Turn the lines below into a Markdown table with two columns, Row and Text, numbering each line in order and skipping blank ones.
[start The data]
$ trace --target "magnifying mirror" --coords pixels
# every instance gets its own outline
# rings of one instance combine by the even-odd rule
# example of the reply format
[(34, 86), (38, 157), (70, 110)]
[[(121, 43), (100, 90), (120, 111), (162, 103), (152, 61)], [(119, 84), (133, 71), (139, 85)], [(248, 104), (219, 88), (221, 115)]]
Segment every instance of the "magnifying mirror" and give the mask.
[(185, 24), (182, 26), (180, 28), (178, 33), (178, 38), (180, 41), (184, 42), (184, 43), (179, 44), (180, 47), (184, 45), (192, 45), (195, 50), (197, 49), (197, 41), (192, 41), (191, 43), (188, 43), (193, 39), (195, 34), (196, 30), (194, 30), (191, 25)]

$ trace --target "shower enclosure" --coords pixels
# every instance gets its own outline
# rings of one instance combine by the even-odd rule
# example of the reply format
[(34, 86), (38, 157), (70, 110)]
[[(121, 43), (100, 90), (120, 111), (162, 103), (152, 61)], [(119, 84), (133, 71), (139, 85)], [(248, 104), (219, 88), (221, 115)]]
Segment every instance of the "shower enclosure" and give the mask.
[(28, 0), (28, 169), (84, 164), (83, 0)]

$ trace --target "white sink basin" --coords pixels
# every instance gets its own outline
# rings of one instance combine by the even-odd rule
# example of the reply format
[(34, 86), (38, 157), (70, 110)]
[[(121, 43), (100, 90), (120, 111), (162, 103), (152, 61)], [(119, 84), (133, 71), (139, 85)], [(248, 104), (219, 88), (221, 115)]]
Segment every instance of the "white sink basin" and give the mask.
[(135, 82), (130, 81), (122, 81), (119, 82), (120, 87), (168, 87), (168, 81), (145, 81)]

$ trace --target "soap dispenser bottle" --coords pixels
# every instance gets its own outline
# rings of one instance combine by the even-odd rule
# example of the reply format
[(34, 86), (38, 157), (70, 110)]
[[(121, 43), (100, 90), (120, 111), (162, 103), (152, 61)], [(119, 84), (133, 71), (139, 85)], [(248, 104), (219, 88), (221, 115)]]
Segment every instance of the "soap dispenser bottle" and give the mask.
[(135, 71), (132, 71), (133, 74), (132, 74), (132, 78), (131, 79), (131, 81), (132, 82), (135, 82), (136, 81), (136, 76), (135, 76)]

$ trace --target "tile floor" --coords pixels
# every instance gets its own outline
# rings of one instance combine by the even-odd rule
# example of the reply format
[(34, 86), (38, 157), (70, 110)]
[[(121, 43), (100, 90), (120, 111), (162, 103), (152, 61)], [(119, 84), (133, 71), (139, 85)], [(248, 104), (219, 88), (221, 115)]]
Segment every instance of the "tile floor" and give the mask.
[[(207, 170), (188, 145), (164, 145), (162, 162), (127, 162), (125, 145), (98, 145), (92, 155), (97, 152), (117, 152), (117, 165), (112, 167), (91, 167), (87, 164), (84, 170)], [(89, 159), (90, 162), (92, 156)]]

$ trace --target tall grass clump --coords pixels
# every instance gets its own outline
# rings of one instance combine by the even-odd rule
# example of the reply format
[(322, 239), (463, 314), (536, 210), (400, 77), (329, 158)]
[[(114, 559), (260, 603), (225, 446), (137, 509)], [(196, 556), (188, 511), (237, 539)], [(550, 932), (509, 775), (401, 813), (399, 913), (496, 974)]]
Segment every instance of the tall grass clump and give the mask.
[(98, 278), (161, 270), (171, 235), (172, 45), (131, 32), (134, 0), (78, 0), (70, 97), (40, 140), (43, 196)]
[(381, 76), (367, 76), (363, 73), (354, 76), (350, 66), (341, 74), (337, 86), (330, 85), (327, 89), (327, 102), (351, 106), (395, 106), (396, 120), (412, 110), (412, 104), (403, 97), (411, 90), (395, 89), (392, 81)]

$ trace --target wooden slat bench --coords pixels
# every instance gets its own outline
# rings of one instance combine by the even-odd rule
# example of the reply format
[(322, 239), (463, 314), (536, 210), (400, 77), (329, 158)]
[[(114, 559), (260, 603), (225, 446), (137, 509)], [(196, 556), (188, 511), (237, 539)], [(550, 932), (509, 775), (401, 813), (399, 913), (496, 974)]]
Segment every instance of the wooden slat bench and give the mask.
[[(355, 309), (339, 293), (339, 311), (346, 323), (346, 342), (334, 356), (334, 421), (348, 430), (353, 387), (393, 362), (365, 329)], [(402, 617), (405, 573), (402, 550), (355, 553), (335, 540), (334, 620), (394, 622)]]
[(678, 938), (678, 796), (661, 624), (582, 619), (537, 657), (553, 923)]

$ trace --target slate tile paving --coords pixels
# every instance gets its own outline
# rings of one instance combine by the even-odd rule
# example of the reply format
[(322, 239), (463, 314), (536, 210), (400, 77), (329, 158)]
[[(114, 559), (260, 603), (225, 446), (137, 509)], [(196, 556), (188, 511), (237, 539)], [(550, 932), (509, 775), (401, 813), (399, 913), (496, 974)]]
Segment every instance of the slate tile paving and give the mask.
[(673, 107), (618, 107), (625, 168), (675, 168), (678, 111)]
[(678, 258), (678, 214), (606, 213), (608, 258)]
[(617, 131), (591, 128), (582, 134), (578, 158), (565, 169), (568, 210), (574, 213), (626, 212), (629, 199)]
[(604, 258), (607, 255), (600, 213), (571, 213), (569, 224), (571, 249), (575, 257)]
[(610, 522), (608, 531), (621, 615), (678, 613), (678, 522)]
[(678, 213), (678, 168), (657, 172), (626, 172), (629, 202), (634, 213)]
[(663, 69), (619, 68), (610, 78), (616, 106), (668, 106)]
[end The data]
Result:
| Row | Text |
|---|---|
| 1 | $ trace --target "magnifying mirror" --coords pixels |
| 2 | # every instance gets its own outline |
| 3 | # rings of one instance combine by the even-odd rule |
| 4 | # example of the reply format |
| 5 | [(34, 86), (38, 157), (70, 110)] |
| 6 | [[(121, 43), (100, 90), (120, 111), (162, 103), (152, 61)], [(119, 84), (133, 71), (139, 85)], [(248, 104), (219, 88), (221, 115)]] |
| 7 | Segment every instance of the "magnifying mirror" and give the mask. |
| 8 | [(185, 24), (182, 26), (180, 28), (178, 33), (178, 38), (180, 41), (184, 42), (184, 43), (179, 44), (180, 47), (184, 45), (192, 45), (195, 50), (197, 49), (197, 41), (192, 41), (191, 43), (188, 43), (193, 39), (195, 34), (196, 30), (194, 30), (191, 25)] |
| 9 | $ trace --target "shower enclosure" --coords pixels |
| 10 | # every instance gets its own outline |
| 11 | # rings of one instance combine by the even-odd rule |
| 12 | # example of the reply format |
| 13 | [(34, 86), (38, 157), (70, 110)] |
| 14 | [[(121, 43), (100, 90), (120, 111), (162, 103), (152, 61)], [(119, 84), (133, 71), (139, 85)], [(248, 104), (219, 88), (221, 115)]] |
| 15 | Segment every instance of the "shower enclosure" and give the mask. |
| 16 | [(28, 0), (28, 169), (84, 164), (83, 0)] |
| 17 | $ trace --target "white sink basin" --coords pixels |
| 18 | # every instance gets its own outline |
| 19 | # rings of one instance combine by the even-odd rule |
| 20 | # example of the reply format |
| 21 | [(34, 86), (38, 157), (70, 110)] |
| 22 | [[(121, 43), (100, 90), (120, 111), (162, 103), (152, 61)], [(119, 84), (133, 71), (139, 85)], [(248, 104), (219, 88), (221, 115)]] |
| 23 | Segment every instance of the "white sink basin" and give the mask. |
| 24 | [(135, 82), (130, 81), (122, 81), (119, 82), (120, 87), (168, 87), (168, 81), (145, 81)] |
| 25 | $ trace --target "soap dispenser bottle" --coords pixels |
| 26 | # every instance gets its own outline |
| 27 | # rings of one instance combine by the even-odd rule |
| 28 | # example of the reply format |
| 29 | [(34, 86), (38, 157), (70, 110)] |
| 30 | [[(121, 43), (100, 90), (120, 111), (162, 103), (152, 61)], [(119, 84), (133, 71), (139, 85)], [(248, 104), (219, 88), (221, 115)]] |
| 31 | Segment every instance of the "soap dispenser bottle" and give the mask. |
| 32 | [(135, 71), (132, 71), (133, 74), (132, 74), (132, 78), (131, 79), (131, 81), (132, 82), (135, 82), (136, 81), (136, 76), (135, 76)] |
| 33 | $ trace --target "tile floor" --coords pixels |
| 34 | # every instance gets its own outline |
| 35 | # rings of one instance combine by the even-odd rule |
| 36 | # example of the reply format |
| 37 | [(34, 86), (38, 157), (70, 110)] |
| 38 | [[(121, 43), (100, 90), (120, 111), (162, 103), (152, 61)], [(119, 84), (133, 71), (139, 85)], [(248, 104), (219, 88), (221, 115)]] |
| 39 | Segment every instance of the "tile floor" and give the mask. |
| 40 | [[(207, 170), (188, 145), (164, 145), (162, 162), (127, 162), (125, 145), (98, 145), (92, 155), (97, 152), (117, 152), (117, 165), (112, 167), (91, 167), (87, 164), (84, 170)], [(89, 159), (90, 162), (92, 156)]] |
| 41 | $ trace --target tall grass clump --coords pixels |
| 42 | # every instance gets its own outline |
| 43 | # rings of one instance combine by the even-odd rule |
| 44 | # example of the reply format |
| 45 | [(322, 239), (463, 314), (536, 210), (400, 77), (329, 158)] |
| 46 | [[(114, 559), (260, 603), (225, 446), (137, 509)], [(196, 556), (188, 511), (237, 539)], [(550, 932), (509, 775), (401, 813), (399, 913), (496, 974)]] |
| 47 | Segment every instance of the tall grass clump and give the mask. |
| 48 | [(98, 278), (161, 270), (171, 235), (172, 45), (131, 32), (134, 0), (78, 0), (70, 97), (40, 140), (43, 196)] |
| 49 | [(381, 76), (367, 76), (363, 73), (354, 76), (350, 66), (341, 74), (337, 86), (330, 85), (327, 89), (327, 102), (351, 106), (395, 106), (396, 120), (412, 110), (412, 104), (403, 97), (411, 90), (395, 89), (392, 81)] |
| 50 | $ trace --target wooden slat bench --coords pixels |
| 51 | # every instance gets its own outline |
| 52 | # rings of one instance combine by the even-odd rule |
| 53 | # example of the reply format |
| 54 | [(322, 239), (463, 314), (536, 210), (400, 77), (329, 158)] |
| 55 | [[(114, 559), (260, 603), (225, 446), (137, 509)], [(196, 556), (188, 511), (237, 539)], [(550, 932), (509, 775), (401, 813), (399, 913), (496, 974)]] |
| 56 | Segment every instance of the wooden slat bench and give the mask. |
| 57 | [[(355, 309), (339, 293), (339, 311), (346, 323), (346, 342), (334, 356), (334, 421), (348, 430), (353, 387), (393, 362), (365, 329)], [(402, 617), (405, 573), (402, 550), (355, 553), (335, 540), (334, 620), (394, 622)]] |
| 58 | [(678, 938), (678, 796), (661, 624), (582, 619), (537, 657), (553, 923)] |
| 59 | $ trace --target slate tile paving --coords pixels |
| 60 | # every instance gets its own outline |
| 61 | # rings of one instance combine by the even-odd rule |
| 62 | # example of the reply format |
| 63 | [(322, 239), (463, 314), (536, 210), (400, 77), (329, 158)] |
| 64 | [[(114, 559), (260, 603), (225, 446), (137, 509)], [(196, 556), (188, 511), (237, 539)], [(550, 932), (509, 775), (401, 813), (399, 913), (496, 974)]] |
| 65 | Segment every instance of the slate tile paving and give the mask. |
| 66 | [(673, 107), (618, 107), (625, 168), (675, 168), (678, 111)] |
| 67 | [(678, 258), (678, 214), (606, 213), (608, 258)] |
| 68 | [(617, 131), (591, 128), (582, 134), (578, 158), (565, 169), (568, 210), (574, 213), (626, 212), (629, 199)] |
| 69 | [(604, 258), (607, 255), (600, 213), (571, 213), (569, 224), (571, 249), (575, 257)] |
| 70 | [(610, 522), (608, 531), (621, 615), (678, 613), (678, 522)] |
| 71 | [(678, 213), (678, 168), (657, 172), (626, 172), (629, 202), (634, 213)] |
| 72 | [(663, 69), (619, 68), (610, 78), (616, 106), (668, 106)] |